Putting Down Your Roots: Renewable and Eco-Friendly Ways of Building and Developing Your Community

 Build therefore your own world.  ~ Ralph Waldo Emerson

In previous blogs I talked about baby boomers and the increase in our population immediately following the end of World War II. This escalated expansion period, which I grew up in, was the start of rapid growth demands demanding exorbitance amounts of natural resources to produce a lot of unnecessary stuff. Negative side effects on the environment became part of everyday life. Signs of bellowing smoke stacks, contaminated waterways, suburban sprawl of track home, and highways littered with billboards advertising cigarettes and gambling.

More natural resources also necessary to feed and clothe the growing families. The boom was great for the economy, but a bust for nature.

Millennials are holding off on having children as they wait for better jobs, while many of those who are having families, are trying to create a more stable, eco-friendly environment to raise their children.

The Tiny Home movement is quickly gaining traction, not only for the fiscal benefits, but also because the environmental impact is less than buying (or having built) one of those “McMansion” communities that spring up after acres of land have been cut down.

● **Recorded information**
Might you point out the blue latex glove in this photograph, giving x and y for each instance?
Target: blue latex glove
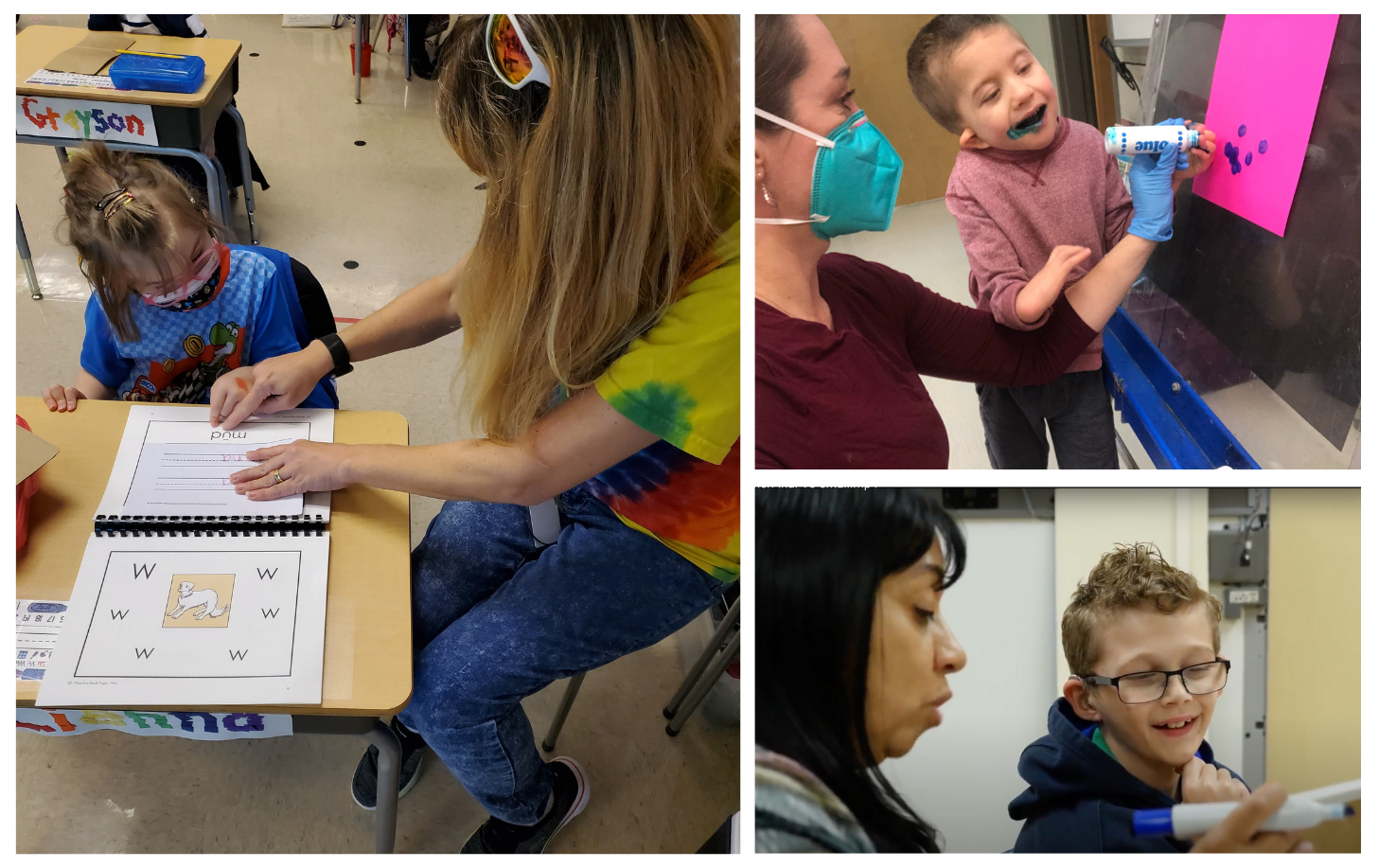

● **Task directions**
Repeat the part of the post on eco-friendly building between "Putting Down Your" and "bust for nature.", inclusive, word for word. The lines above are separate material and have nothing to do with the post.

● **Written response**
Putting Down Your Roots: Renewable and Eco-Friendly Ways of Building and Developing Your Community

 Build therefore your own world.  ~ Ralph Waldo Emerson

In previous blogs I talked about baby boomers and the increase in our population immediately following the end of World War II. This escalated expansion period, which I grew up in, was the start of rapid growth demands demanding exorbitance amounts of natural resources to produce a lot of unnecessary stuff. Negative side effects on the environment became part of everyday life. Signs of bellowing smoke stacks, contaminated waterways, suburban sprawl of track home, and highways littered with billboards advertising cigarettes and gambling.

More natural resources also necessary to feed and clothe the growing families. The boom was great for the economy, but a bust for nature.